## Extract to read:
•••
HFSPO Secretary-General Pavel Kabat to take part in the NSF Distinguished Lecture Series

HFSPO Secretary-General Pavel Kabat has been invited to participate in the NSF Distinguished Lecture Series organized by the Bioeconomy Coordinating Committee of the National Science Foundation (NSF). Dr. Kabat’s lecture on “Advancing the inclusion of biological processes in climate change modeling” will take place online from 9:30 – 10:30 am (ET) on the 28th April. 

You can view the lecture on 28th April here.

 

Abstract by Pavel Kabat 

Vladimir Ivanovich Vernadsky, a Russian, Ukrainian and Soviet mineralogist and geochemist, the founder of the Ukrainian Academy of Sciences, and an important pioneer in the scientific bases for the environmental sciences, hypothesizes, in his 1926 book “Biosphere”, that life is the geological force that shapes the earth. He was one of the first scientists to recognize that the oxygen, nitrogen and carbon dioxide in the Earth's atmosphere result from biological processes, and already in the 1920s he argued that living organisms could (re)shape the planet in the same manner as any geological or physical force. 

Yet, it has taken a long time to recognize the fundamental role of the terrestrial and marine biosphere in understanding and modelling the Earth’s climate system. Just 30 years ago, most (physical) climatologists were still convinced that we only need to understand atmospheric and ocean dynamics, and how these interact and are coupled, to be able to model global climate and its changes due to anthropogenic forcing. The Earth land-surface played a marginal, and heavily oversimplified, “inert” role. When the first global dynamic vegetation models (DGVMs) were developed and combined with climate models back in the nineties, a whole array of fundamental problems surfaced, most of which were very persistent and extended into the current generation of Earth system and climate models. These include – by way of example – questions of biological controls of plant water and nutrient uptake, atmospheric carbon dioxide uptake, photosynthetic assimilation and growth, emissions of biogenic aerosols and interaction with cloud formation processes, the autonomous adaptive behavior of living systems, and scaling methodologies from a basic process at the molecular level to regional and global levels. Most of these processes are still over-simplified and over-parameterized even in the current generation of our models, and lead to major and persistent uncertainties, which in turn are often again addressed by numerical /computing and statistical (ensembles) methods and tools, rather than by calling on increased understanding of underlying fundamental (biological) processes.

One of the reasons behind this clearly unsatisfactory situation is a lack of systemic collaboration between fundamental biology science communities and the earth system/climate research and modelling community. In my lecture, I will discuss specific examples of how beneficial such a collaboration could be, not only for basic understanding of the climate system, but also in researching ways to mitigate and adapt to climate change; and will be advocating for breaking further the academic, disciplinary, institutional and funding silos as an urgent step in addressing these key 21st century challenges.
•••
Using the lecture abstract, explain in one to three sentences why Kabat calls the state of climate modeling "clearly unsatisfactory" and what he says is one reason for it. The rows that follow have no connection to the lecture abstract.

## Material shown:
•••
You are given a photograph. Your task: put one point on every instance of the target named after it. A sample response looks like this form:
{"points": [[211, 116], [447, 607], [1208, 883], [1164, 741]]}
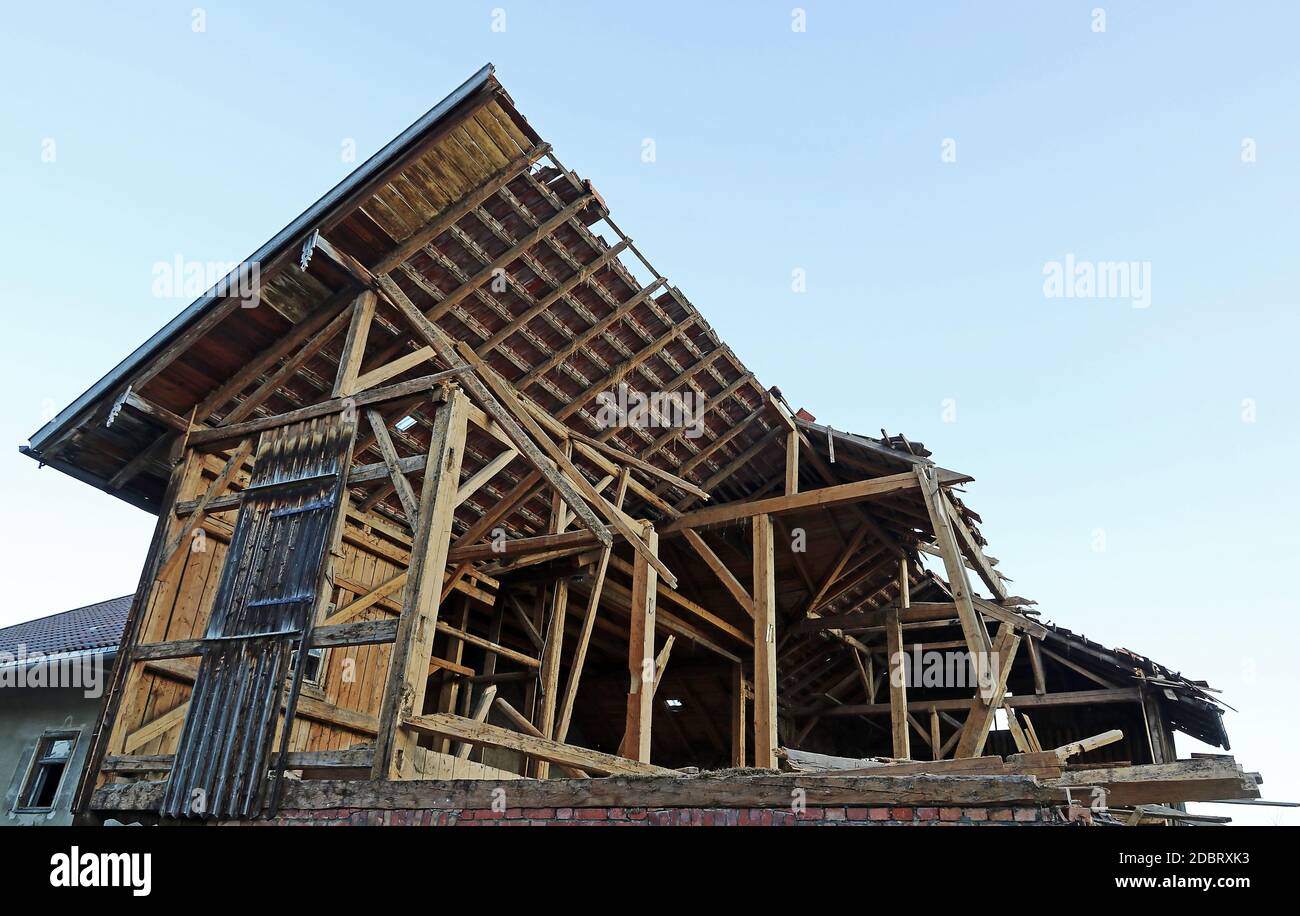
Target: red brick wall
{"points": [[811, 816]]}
•••
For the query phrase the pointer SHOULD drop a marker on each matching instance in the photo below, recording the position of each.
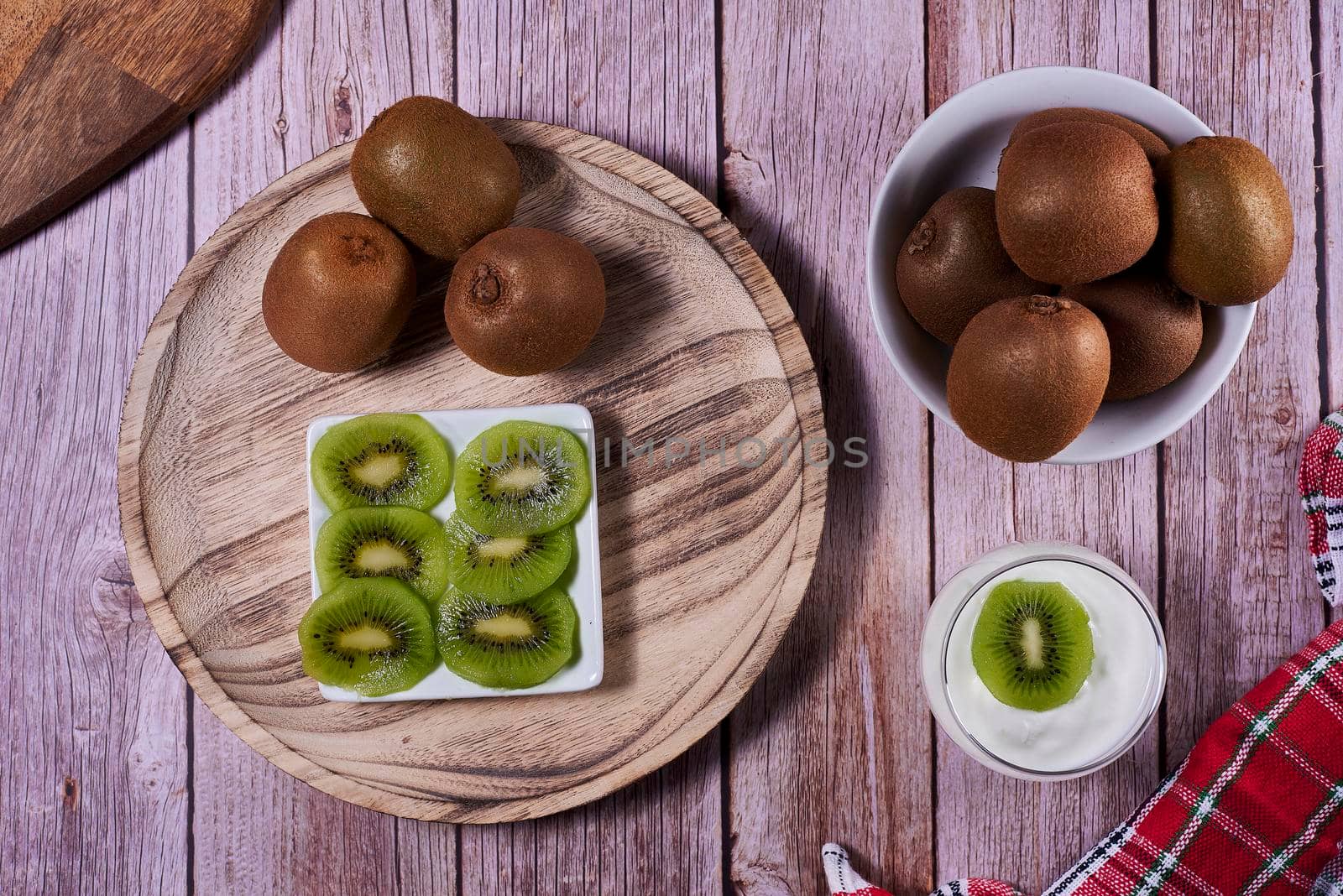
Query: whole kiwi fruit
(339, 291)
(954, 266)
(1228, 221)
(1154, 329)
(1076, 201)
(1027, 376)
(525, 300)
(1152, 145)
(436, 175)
•••
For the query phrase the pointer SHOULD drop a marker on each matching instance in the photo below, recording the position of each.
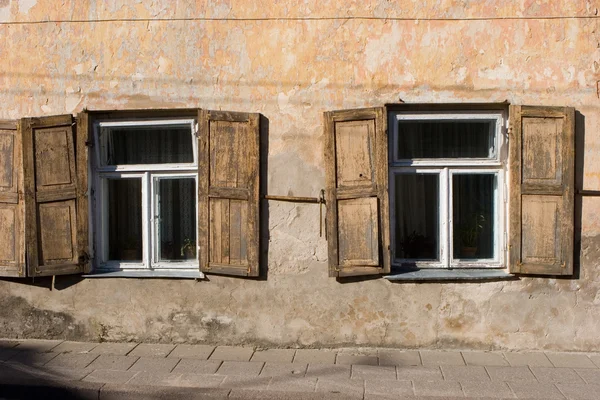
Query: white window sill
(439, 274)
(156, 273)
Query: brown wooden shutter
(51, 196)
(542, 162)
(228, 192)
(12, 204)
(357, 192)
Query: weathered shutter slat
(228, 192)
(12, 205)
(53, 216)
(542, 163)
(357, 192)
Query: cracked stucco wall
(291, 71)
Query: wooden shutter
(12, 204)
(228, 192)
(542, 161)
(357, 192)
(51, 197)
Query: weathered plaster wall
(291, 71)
•••
## Result of this exercise:
Most biological processes, such as plant water and nutrient uptake, carbon dioxide uptake and biogenic aerosol emissions, are still over-simplified and over-parameterized in current models. This leads to major, persistent uncertainties that are usually handled with numerical and statistical methods rather than better understanding of the underlying biology. One reason he gives is a lack of systemic collaboration between fundamental biology science communities and the earth system/climate research and modeling community.